* _To do_:
a. In the laudanum bottle thread, change "druggist" to "pharmacist" and write out everything from "I looked up" down to "epackage (Oct 3, 2013)".
b. Translate this sentence from the laudanum bottle thread into Spanish: "There are tons of labels like that floating around."

* _Exercise text_:
# Laudanum, with label - real?



## inssane99ss (Oct 3, 2013)

Hi there - could someone check this one?

 http://www.ebay.com/itm/331036530372

 I looked up the druggist on the bottle and tried finding another, couldn't tell.
 I understand the labels are easier faked than a blue embossed bottle with no label.

 If it looks real, could it be valued at 60+, or is this an inflated opening bid because it's an opium product?

 Thanks
 Nick


----------



## epackage (Oct 3, 2013)

The label is right on for that bottle and looks like the real deal, as for value I don't a clue...


----------



## AntiqueMeds (Oct 3, 2013)

Looks very questionable to me.
 I wouldn't expect that product to be in that bottle. 
 There are tons of labels like that floating around. People can slap them on anything.
 I'm thinking that might be an embalming bottle, made to hang upside down with that slot in it.

 You picked a tough category of bottles to chance. I'd pick something safer if I was you.


----------



## AntiqueMeds (Oct 3, 2013)

The label says the dose is like 1..2 drops at a time. If that were the case that bottle would hold a lifetime supply. Doesn't make sense.


----------



## AntiqueMeds (Oct 3, 2013)

http://www.ebay.com/itm/Gordon-Druggist-Rochester-PA-Chapped-Sore-Nipples-Beaver-Co-Medicine-Bottle-/161115229540?nma=true&si=atd%252BStDYr2cBoOuDPqd1W5bVR4g%253D&orig_cvip=true&rt=nc&_trksid=p2047675.l2557

 There's another one of those weird bottles with a different label on it.  Seems like someone was stamping out a few.


----------



## epackage (Oct 4, 2013)

> ORIGINAL:  AntiqueMeds
> 
> The label says the dose is like 1..2 drops at a time. If that were the case that bottle would hold a lifetime supply. Doesn't make sense.


 I lost out on two bottles exactly like this in a local Paterson pharmacy Matt, they were in the basement when the business sold, the exact same bottle as this one and both were laudanum labels. I'll see if I can get a pic from the guy who beat me to them....


----------



## epackage (Oct 4, 2013)

and ADULTS were to take 20 drops, not 1 or 2...[]


----------



## AntiqueMeds (Oct 4, 2013)

regardless of whether they are authentic I think this shows that these types of label only bottles are not a good starter category for a beginner collector. Even experienced collectors will have difficultly authenticating them. You cant rely on provenance when buying from random ebay sellers.


----------



## epackage (Oct 4, 2013)

* _Recorded data_:
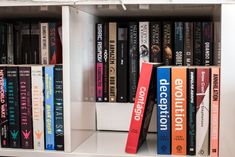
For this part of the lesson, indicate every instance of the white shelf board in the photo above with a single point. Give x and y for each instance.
(113, 144)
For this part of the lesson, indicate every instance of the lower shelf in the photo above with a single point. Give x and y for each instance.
(101, 143)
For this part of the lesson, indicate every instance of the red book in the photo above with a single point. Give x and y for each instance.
(142, 110)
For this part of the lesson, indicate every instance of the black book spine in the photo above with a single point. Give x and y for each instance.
(3, 108)
(58, 100)
(191, 133)
(155, 42)
(3, 43)
(99, 61)
(133, 60)
(197, 46)
(25, 107)
(207, 41)
(167, 43)
(106, 62)
(179, 43)
(13, 107)
(188, 43)
(122, 65)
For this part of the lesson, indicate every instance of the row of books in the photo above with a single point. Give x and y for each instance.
(30, 42)
(121, 48)
(31, 107)
(187, 101)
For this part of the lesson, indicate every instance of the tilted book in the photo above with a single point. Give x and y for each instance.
(49, 108)
(163, 75)
(179, 110)
(37, 106)
(215, 110)
(4, 108)
(25, 107)
(142, 109)
(58, 101)
(202, 111)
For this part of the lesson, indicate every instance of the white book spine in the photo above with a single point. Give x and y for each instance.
(143, 42)
(44, 35)
(37, 107)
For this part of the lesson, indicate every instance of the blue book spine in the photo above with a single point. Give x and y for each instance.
(163, 110)
(49, 108)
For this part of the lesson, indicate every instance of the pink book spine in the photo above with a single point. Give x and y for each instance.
(215, 107)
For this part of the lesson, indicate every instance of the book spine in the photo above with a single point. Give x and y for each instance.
(217, 43)
(35, 39)
(167, 43)
(133, 60)
(52, 43)
(163, 110)
(179, 108)
(44, 40)
(13, 107)
(10, 53)
(112, 61)
(143, 43)
(3, 108)
(49, 108)
(202, 111)
(155, 42)
(215, 109)
(25, 107)
(99, 62)
(58, 98)
(106, 63)
(37, 107)
(3, 44)
(191, 134)
(207, 39)
(139, 109)
(122, 69)
(197, 40)
(179, 43)
(188, 43)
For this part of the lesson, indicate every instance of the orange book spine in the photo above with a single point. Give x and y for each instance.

* _Your written answers_:
a.
I looked up the pharmacist on the bottle and tried finding another, couldn't tell.
 I understand the labels are easier faked than a blue embossed bottle with no label.

 If it looks real, could it be valued at 60+, or is this an inflated opening bid because it's an opium product?

 Thanks
 Nick


----------



## epackage (Oct 3, 2013)

b. Hay montones de etiquetas como esa circulando por ahí.